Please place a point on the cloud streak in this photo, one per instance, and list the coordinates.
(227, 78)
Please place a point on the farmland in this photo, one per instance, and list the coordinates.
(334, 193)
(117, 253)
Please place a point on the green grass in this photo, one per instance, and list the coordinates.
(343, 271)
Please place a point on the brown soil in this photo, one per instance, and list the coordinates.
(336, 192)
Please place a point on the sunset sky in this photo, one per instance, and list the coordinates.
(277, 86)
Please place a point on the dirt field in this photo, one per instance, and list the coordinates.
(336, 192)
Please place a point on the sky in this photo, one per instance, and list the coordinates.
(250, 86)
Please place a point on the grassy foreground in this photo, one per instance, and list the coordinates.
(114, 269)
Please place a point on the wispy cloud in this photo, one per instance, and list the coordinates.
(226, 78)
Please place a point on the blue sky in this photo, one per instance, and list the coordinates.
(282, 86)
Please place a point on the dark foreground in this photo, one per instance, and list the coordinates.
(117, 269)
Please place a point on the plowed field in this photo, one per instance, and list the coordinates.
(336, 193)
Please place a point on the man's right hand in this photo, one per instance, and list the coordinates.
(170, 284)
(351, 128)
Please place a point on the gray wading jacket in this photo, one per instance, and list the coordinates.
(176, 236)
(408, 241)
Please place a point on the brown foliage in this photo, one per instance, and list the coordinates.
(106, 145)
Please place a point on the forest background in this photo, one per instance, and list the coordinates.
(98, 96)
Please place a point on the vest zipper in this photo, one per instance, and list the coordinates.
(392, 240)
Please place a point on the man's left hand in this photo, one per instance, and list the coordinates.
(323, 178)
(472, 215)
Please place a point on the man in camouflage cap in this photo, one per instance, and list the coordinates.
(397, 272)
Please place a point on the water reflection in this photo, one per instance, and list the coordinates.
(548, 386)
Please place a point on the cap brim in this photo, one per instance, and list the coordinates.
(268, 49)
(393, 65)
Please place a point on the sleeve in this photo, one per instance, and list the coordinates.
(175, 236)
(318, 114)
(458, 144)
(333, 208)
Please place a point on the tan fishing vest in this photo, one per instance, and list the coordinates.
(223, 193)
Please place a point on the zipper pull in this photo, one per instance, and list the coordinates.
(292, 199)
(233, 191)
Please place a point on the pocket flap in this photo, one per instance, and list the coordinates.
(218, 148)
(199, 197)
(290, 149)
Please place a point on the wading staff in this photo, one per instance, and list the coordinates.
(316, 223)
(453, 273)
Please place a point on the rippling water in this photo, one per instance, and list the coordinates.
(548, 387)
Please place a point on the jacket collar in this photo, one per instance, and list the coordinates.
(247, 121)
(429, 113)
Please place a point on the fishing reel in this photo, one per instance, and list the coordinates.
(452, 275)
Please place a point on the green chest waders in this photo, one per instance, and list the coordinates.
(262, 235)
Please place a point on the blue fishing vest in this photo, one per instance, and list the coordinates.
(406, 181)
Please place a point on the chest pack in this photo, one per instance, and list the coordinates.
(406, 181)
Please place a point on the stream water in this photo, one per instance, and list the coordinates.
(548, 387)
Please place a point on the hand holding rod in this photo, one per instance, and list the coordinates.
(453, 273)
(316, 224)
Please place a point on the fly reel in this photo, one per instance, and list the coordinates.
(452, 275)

Work request: Give back exactly the lines from the one containing "Please place a point on the blue fishing" through the end of the material above, and nothing else.

Answer space:
Please place a point on the blue fishing vest in this photo, one per instance, and list the coordinates.
(406, 181)
Please place a point on the chest pack in this photo, one per instance, and list the coordinates.
(406, 181)
Please place a point on the stream water in this photo, one per instance, and list the coordinates.
(548, 387)
Please place a point on the hand holding rod in this photo, one per instance, and list the coordinates.
(453, 273)
(316, 224)
Please place a point on the fly reel in this photo, one per instance, and list the coordinates.
(452, 275)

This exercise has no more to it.